§ Text extract
#####
Address
- 44711 North Cedar Avenue Lancaster, California, 93534 United States

District information
- Type: Public
- Grades: K–8th
- Established: 1885
- Superintendent: Michele Bowers
- NCES District ID: 0620880

Students and staff
- Students: 13,594 (2020–21)
- Teachers: 582.55 (FTE)
- Staff: 925.19 (FTE)
- Student–teacher ratio: 23.34:1

Other information
- Website: www.lancsd.org

= Lancaster School District (California) =

School district in California

The Lancaster School District is a school district that serves a major part of the city of Lancaster, California

The Lancaster School District was first formed in 1885. Approximately 15,500 students are enrolled in the Lancaster School District. The district consists of 21 schools:
- 1 Preschool
- 14 Elementary schools
- 5 Junior high schools
- 1 Alternative education school
- 1 Special education school

The Lancaster School District serves Kindergarten through the 8th grade. All public high school level education (9th – 12th grades) in the metropolitan area is provided by the Antelope Valley Union High School District.

==List of schools==
Most of the district's 82.5 sqmi lies within the City of Lancaster with a small portion in the unincorporated boundaries of the Los Angeles County. All Lancaster School District school properties are located within the city limits of Lancaster.
#####
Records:
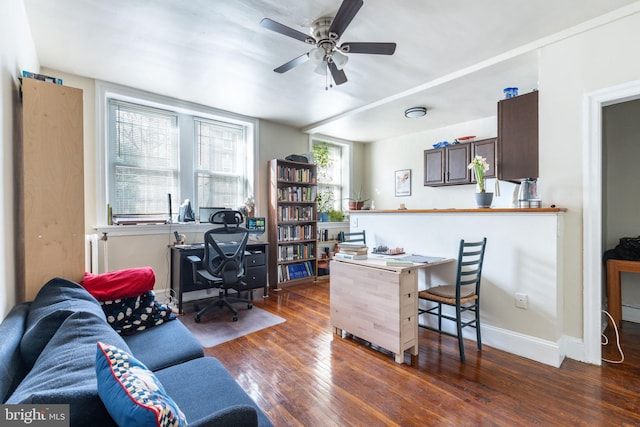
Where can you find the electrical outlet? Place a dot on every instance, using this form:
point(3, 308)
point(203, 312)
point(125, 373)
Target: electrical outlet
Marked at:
point(522, 301)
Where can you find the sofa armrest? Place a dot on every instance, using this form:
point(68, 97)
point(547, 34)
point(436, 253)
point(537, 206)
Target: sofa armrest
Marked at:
point(12, 369)
point(237, 416)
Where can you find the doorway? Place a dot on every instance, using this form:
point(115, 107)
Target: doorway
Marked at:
point(593, 244)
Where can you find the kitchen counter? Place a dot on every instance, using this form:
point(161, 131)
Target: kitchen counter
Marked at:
point(523, 256)
point(464, 210)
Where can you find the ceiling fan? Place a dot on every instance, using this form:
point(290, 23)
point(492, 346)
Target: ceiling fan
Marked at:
point(325, 35)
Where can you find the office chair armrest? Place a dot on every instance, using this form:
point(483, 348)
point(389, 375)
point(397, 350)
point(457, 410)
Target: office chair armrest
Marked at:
point(195, 262)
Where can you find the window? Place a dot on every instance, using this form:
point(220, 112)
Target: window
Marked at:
point(221, 163)
point(156, 146)
point(332, 158)
point(143, 159)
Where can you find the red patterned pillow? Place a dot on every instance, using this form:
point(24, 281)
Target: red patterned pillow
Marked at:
point(114, 285)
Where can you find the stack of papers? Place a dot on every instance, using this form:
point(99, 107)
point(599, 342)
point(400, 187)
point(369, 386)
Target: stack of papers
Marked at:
point(352, 251)
point(421, 258)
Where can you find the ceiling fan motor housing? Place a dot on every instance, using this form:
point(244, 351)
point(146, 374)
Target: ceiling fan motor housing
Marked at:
point(320, 31)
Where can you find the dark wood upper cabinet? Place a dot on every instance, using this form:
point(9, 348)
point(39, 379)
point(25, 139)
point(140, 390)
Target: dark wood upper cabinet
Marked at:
point(518, 137)
point(449, 165)
point(434, 167)
point(457, 160)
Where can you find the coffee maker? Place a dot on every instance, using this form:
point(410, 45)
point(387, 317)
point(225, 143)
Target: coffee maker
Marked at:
point(528, 195)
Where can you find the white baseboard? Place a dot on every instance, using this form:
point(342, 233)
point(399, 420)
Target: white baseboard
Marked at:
point(542, 351)
point(631, 314)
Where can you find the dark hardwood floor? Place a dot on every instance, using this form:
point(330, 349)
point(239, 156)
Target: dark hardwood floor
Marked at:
point(301, 374)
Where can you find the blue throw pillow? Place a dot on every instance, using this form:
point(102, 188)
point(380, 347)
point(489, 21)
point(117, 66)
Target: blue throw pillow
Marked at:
point(131, 393)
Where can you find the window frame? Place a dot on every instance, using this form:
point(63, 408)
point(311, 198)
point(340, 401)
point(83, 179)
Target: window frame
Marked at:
point(346, 164)
point(187, 159)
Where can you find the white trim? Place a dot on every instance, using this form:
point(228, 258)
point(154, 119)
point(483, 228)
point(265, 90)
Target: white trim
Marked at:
point(592, 271)
point(505, 56)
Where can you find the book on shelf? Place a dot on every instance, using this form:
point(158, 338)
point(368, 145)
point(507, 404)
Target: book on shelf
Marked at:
point(342, 255)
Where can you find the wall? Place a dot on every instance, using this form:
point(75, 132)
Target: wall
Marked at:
point(621, 151)
point(17, 53)
point(568, 69)
point(385, 157)
point(521, 257)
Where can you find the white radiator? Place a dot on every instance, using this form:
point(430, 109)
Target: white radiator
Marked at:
point(91, 253)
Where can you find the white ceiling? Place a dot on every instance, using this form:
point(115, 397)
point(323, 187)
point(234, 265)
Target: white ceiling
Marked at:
point(452, 56)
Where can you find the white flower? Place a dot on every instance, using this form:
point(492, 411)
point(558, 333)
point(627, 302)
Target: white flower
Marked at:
point(479, 166)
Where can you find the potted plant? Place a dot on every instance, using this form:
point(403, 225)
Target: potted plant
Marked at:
point(336, 216)
point(479, 166)
point(324, 199)
point(356, 202)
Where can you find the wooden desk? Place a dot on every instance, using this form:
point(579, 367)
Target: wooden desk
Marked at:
point(377, 303)
point(614, 268)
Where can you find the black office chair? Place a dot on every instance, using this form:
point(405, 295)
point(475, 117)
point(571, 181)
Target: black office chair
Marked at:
point(355, 237)
point(464, 295)
point(223, 264)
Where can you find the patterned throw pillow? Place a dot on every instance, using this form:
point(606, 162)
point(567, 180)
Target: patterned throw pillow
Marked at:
point(131, 393)
point(130, 315)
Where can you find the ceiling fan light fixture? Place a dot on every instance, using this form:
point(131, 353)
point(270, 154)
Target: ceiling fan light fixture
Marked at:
point(339, 59)
point(316, 55)
point(321, 68)
point(415, 112)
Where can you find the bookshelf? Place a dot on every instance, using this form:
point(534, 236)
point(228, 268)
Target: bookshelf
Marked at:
point(292, 228)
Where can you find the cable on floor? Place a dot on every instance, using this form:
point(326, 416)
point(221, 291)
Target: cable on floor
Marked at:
point(605, 340)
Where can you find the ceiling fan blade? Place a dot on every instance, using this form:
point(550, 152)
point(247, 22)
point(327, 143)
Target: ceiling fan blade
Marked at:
point(345, 15)
point(293, 63)
point(371, 48)
point(339, 76)
point(272, 25)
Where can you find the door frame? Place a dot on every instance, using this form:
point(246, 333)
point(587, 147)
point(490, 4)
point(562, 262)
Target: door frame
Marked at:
point(592, 208)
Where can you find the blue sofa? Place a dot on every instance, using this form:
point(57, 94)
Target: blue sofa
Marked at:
point(48, 356)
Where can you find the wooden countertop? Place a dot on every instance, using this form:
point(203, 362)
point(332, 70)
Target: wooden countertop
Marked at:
point(466, 210)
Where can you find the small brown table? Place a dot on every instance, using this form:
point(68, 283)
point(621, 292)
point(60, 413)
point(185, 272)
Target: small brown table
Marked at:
point(614, 268)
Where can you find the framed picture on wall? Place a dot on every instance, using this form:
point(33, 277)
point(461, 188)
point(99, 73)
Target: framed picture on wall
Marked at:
point(403, 182)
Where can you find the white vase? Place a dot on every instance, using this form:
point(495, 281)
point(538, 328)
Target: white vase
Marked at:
point(484, 199)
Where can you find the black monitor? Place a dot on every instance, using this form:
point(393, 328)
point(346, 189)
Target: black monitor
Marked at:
point(256, 225)
point(205, 213)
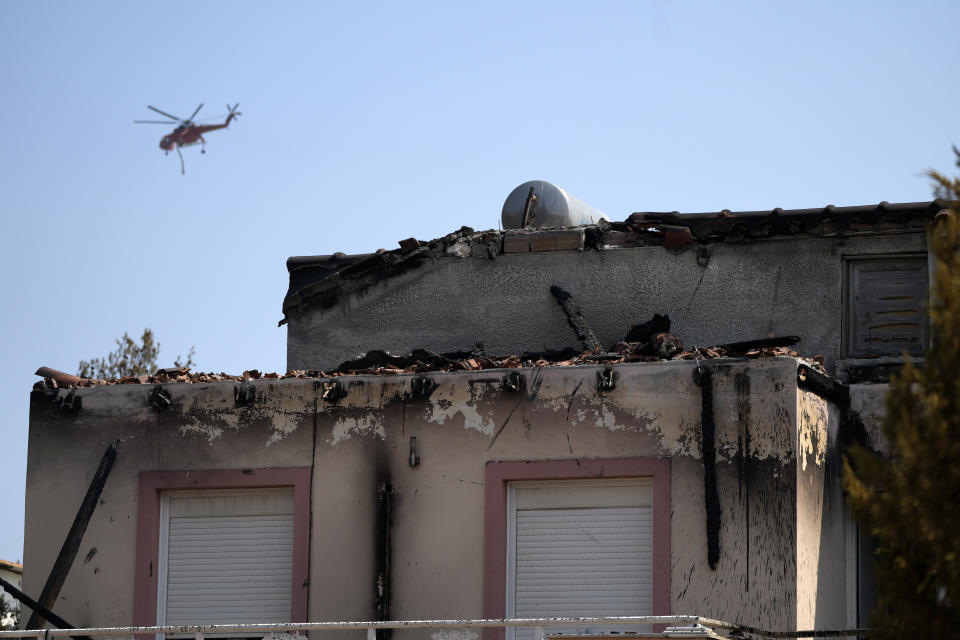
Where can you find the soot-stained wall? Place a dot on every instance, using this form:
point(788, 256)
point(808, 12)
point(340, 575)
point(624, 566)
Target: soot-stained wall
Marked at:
point(391, 540)
point(740, 292)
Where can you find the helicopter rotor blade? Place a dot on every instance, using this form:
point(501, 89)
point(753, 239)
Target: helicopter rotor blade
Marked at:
point(164, 113)
point(190, 119)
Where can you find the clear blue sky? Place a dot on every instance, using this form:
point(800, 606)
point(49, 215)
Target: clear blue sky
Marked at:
point(368, 123)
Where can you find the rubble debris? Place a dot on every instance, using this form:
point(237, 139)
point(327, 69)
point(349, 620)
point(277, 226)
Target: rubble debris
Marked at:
point(575, 319)
point(58, 376)
point(45, 613)
point(763, 343)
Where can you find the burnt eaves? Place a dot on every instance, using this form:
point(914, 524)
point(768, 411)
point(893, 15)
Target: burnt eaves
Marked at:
point(321, 280)
point(732, 227)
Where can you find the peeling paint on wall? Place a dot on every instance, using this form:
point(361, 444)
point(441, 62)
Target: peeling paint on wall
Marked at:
point(811, 429)
point(348, 426)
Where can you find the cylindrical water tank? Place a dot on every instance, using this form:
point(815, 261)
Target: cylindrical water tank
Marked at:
point(542, 204)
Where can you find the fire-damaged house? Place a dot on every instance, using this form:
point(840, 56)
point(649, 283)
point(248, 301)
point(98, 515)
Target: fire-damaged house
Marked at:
point(606, 419)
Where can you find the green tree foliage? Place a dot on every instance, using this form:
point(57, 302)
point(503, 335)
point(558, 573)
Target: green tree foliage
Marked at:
point(908, 500)
point(9, 613)
point(130, 358)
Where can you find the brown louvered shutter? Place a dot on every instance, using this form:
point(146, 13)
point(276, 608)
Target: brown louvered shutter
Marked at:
point(887, 306)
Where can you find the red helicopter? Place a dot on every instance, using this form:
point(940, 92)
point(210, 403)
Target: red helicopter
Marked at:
point(188, 132)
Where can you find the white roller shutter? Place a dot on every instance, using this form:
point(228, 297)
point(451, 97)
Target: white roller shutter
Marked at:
point(580, 548)
point(226, 556)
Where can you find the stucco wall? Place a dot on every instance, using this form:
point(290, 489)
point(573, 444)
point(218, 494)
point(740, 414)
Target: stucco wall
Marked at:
point(360, 445)
point(789, 287)
point(821, 520)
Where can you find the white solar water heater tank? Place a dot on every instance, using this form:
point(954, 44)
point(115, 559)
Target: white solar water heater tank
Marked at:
point(544, 204)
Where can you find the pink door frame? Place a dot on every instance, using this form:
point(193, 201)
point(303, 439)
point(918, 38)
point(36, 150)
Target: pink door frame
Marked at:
point(152, 483)
point(498, 474)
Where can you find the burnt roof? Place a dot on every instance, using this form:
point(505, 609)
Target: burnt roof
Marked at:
point(318, 278)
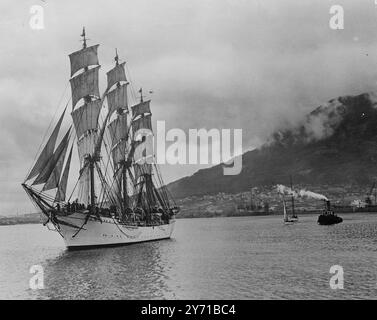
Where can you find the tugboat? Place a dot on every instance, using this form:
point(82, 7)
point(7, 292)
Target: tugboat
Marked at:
point(328, 217)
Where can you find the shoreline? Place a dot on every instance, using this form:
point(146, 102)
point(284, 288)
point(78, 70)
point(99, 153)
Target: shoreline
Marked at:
point(34, 218)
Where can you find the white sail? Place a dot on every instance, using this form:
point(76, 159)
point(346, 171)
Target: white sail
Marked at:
point(53, 180)
point(119, 152)
point(86, 145)
point(85, 118)
point(144, 122)
point(118, 129)
point(83, 58)
point(141, 109)
point(84, 186)
point(47, 151)
point(117, 98)
point(84, 84)
point(62, 188)
point(44, 175)
point(115, 75)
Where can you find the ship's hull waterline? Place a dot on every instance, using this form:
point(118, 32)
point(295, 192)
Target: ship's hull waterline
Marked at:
point(108, 232)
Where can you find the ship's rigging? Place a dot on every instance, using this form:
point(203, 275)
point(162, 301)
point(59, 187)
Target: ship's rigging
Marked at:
point(106, 130)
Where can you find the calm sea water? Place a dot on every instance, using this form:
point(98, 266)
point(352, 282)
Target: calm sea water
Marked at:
point(218, 258)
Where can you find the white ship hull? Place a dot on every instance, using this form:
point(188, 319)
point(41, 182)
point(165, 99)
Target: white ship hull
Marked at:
point(108, 232)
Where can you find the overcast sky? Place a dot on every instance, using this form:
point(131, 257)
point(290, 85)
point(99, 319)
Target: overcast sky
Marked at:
point(255, 65)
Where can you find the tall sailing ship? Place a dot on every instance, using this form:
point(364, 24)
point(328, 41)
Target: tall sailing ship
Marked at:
point(119, 196)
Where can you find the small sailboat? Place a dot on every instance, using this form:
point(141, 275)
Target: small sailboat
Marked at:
point(286, 218)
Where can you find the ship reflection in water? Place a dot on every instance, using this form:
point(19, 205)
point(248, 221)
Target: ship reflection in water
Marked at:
point(127, 272)
point(214, 258)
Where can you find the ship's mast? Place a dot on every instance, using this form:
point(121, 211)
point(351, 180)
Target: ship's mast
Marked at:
point(292, 198)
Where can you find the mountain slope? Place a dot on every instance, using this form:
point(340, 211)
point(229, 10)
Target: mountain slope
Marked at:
point(335, 144)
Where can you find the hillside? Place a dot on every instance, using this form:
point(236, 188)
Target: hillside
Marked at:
point(335, 145)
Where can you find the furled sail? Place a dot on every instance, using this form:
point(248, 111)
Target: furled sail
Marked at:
point(116, 75)
point(45, 174)
point(144, 122)
point(62, 188)
point(86, 145)
point(142, 169)
point(85, 84)
point(53, 180)
point(119, 152)
point(141, 109)
point(118, 129)
point(86, 117)
point(47, 151)
point(83, 58)
point(117, 98)
point(84, 186)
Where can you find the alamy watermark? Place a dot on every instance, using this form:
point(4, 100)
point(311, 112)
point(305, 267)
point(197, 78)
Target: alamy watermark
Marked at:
point(174, 147)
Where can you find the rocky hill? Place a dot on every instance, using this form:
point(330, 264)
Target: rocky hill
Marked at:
point(336, 144)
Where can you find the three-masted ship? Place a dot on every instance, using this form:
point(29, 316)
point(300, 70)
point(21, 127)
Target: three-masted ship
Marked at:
point(119, 196)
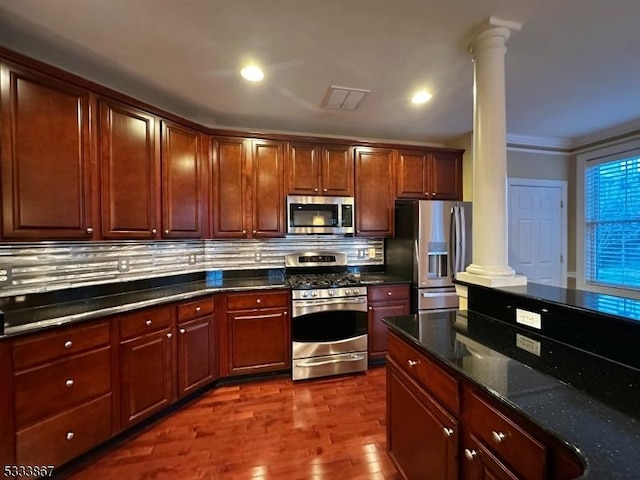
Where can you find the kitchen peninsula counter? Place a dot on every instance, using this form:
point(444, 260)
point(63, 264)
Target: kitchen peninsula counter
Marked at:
point(590, 403)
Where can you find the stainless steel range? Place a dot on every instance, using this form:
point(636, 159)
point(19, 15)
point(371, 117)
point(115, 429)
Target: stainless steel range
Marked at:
point(328, 316)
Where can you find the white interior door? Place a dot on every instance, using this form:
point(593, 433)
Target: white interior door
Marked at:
point(537, 230)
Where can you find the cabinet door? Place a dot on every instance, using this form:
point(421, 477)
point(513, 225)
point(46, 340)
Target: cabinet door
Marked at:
point(411, 176)
point(378, 330)
point(303, 169)
point(130, 172)
point(267, 159)
point(195, 342)
point(229, 188)
point(422, 437)
point(146, 375)
point(445, 175)
point(374, 191)
point(182, 192)
point(480, 464)
point(337, 170)
point(259, 340)
point(45, 167)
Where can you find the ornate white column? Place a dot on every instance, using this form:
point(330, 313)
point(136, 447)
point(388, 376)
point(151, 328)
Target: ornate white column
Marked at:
point(490, 228)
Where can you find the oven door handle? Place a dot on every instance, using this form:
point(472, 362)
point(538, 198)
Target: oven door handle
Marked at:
point(353, 358)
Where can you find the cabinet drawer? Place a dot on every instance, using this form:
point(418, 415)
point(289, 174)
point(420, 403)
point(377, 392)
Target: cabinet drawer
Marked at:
point(54, 387)
point(246, 301)
point(388, 293)
point(196, 308)
point(65, 436)
point(145, 321)
point(433, 378)
point(511, 443)
point(48, 347)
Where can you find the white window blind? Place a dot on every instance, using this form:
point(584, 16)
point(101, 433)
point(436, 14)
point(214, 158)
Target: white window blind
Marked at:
point(612, 223)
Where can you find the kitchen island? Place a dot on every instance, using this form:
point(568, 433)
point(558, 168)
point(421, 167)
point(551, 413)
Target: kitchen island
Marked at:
point(574, 413)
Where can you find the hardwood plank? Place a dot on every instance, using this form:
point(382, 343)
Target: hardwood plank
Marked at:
point(271, 429)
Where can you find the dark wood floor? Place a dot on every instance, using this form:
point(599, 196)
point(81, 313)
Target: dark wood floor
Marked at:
point(325, 429)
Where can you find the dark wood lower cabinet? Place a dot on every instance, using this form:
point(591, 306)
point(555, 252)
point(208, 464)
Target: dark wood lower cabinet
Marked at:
point(422, 437)
point(195, 345)
point(146, 375)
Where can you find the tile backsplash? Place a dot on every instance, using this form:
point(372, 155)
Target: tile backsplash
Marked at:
point(48, 266)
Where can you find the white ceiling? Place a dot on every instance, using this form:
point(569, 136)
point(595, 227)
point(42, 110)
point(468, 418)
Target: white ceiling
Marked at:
point(571, 72)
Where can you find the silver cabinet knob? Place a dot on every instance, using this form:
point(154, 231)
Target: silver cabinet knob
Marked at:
point(497, 437)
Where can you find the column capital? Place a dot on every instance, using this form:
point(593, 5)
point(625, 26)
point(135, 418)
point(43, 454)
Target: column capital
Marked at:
point(493, 32)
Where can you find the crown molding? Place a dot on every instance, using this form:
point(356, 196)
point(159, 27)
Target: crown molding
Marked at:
point(533, 142)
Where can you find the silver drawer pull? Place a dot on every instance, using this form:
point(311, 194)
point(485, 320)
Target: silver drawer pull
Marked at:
point(497, 437)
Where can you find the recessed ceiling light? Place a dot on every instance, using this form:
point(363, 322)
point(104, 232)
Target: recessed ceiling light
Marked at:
point(421, 97)
point(253, 73)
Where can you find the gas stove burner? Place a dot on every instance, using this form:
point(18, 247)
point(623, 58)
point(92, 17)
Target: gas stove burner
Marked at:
point(326, 280)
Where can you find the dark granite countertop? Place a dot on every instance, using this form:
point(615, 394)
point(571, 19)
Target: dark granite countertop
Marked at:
point(590, 403)
point(26, 314)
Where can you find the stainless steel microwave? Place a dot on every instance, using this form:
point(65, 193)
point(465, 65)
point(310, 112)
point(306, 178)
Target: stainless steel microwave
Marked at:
point(320, 215)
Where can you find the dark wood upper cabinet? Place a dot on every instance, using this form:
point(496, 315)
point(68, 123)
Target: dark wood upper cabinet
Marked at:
point(267, 161)
point(46, 165)
point(130, 171)
point(229, 184)
point(182, 181)
point(375, 193)
point(314, 169)
point(429, 175)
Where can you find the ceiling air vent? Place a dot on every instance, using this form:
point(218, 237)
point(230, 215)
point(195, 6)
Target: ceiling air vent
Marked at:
point(343, 98)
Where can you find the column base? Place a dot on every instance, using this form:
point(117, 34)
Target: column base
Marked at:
point(486, 281)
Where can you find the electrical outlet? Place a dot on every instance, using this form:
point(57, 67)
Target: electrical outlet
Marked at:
point(123, 264)
point(530, 319)
point(528, 344)
point(5, 274)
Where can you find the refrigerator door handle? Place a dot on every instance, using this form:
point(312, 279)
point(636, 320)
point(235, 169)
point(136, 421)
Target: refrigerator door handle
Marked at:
point(453, 260)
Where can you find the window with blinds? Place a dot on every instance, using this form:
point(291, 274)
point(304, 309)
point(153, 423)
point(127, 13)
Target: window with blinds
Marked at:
point(612, 223)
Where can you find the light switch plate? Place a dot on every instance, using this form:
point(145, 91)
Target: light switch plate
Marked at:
point(530, 319)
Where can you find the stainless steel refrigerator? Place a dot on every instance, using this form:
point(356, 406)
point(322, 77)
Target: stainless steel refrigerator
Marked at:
point(432, 242)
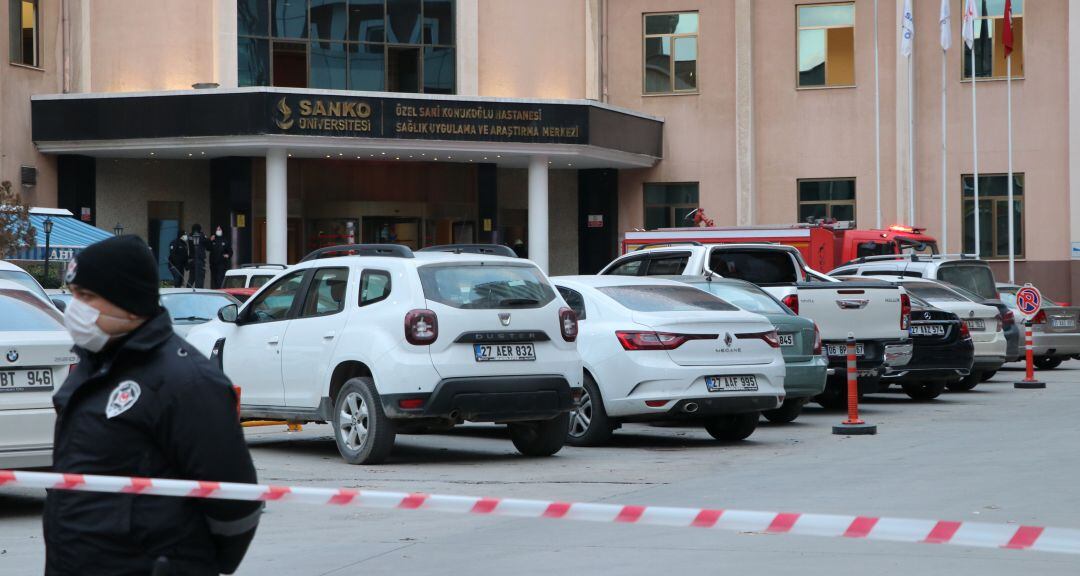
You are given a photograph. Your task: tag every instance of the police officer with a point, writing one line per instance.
(220, 253)
(178, 257)
(197, 256)
(142, 402)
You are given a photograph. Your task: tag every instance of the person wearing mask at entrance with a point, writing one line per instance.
(220, 256)
(142, 402)
(178, 258)
(197, 256)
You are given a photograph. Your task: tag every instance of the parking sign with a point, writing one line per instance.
(1028, 300)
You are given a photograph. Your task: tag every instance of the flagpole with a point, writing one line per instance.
(877, 122)
(1012, 239)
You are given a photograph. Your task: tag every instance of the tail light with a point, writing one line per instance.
(770, 337)
(421, 327)
(792, 302)
(568, 324)
(657, 340)
(905, 311)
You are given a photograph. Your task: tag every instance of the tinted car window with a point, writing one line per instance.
(575, 299)
(750, 298)
(475, 286)
(973, 277)
(22, 311)
(757, 267)
(665, 298)
(193, 308)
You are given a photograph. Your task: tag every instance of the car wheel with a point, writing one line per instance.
(589, 425)
(1047, 362)
(363, 432)
(541, 438)
(732, 427)
(966, 384)
(923, 390)
(786, 413)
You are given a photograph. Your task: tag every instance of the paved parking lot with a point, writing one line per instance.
(993, 455)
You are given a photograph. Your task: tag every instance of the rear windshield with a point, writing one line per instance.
(973, 277)
(930, 292)
(757, 266)
(750, 298)
(485, 286)
(21, 311)
(664, 298)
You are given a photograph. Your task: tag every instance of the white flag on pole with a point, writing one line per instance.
(970, 13)
(907, 28)
(946, 22)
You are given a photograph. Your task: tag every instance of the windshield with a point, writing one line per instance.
(665, 298)
(21, 311)
(486, 286)
(25, 280)
(976, 278)
(745, 296)
(194, 307)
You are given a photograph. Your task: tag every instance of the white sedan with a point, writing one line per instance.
(661, 350)
(35, 358)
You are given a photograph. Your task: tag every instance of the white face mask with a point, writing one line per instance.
(80, 319)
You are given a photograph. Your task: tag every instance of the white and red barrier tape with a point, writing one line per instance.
(1043, 539)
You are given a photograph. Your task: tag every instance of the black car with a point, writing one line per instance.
(943, 352)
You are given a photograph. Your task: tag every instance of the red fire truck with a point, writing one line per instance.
(824, 245)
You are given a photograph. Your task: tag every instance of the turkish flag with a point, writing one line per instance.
(1007, 35)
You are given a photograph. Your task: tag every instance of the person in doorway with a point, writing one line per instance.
(197, 256)
(220, 257)
(178, 257)
(142, 402)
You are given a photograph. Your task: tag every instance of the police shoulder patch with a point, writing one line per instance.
(122, 398)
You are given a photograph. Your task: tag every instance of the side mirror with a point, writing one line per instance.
(228, 313)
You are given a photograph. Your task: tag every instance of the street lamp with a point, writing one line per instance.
(49, 231)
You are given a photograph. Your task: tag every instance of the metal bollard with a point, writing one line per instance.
(853, 426)
(1029, 383)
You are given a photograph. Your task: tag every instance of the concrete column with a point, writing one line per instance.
#####
§ Prompt 1
Please write out the Lancaster School District article word for word, everything from "District information" down to "Students: 13,594 (2020–21)".
§ Prompt 2
Summarize the Lancaster School District article in two sentences.
These lines are material apart from the Lancaster School District article.

§ Task answer 1
District information
- Type: Public
- Grades: K–8th
- Established: 1885
- Superintendent: Michele Bowers
- NCES District ID: 0620880

Students and staff
- Students: 13,594 (2020–21)

§ Task answer 2
The Lancaster School District, formed in 1885, serves a major part of the city of Lancaster, California, for Kindergarten through the 8th grade, and all of its school properties lie within the city limits. Public high school education in the metropolitan area is provided by the Antelope Valley Union High School District.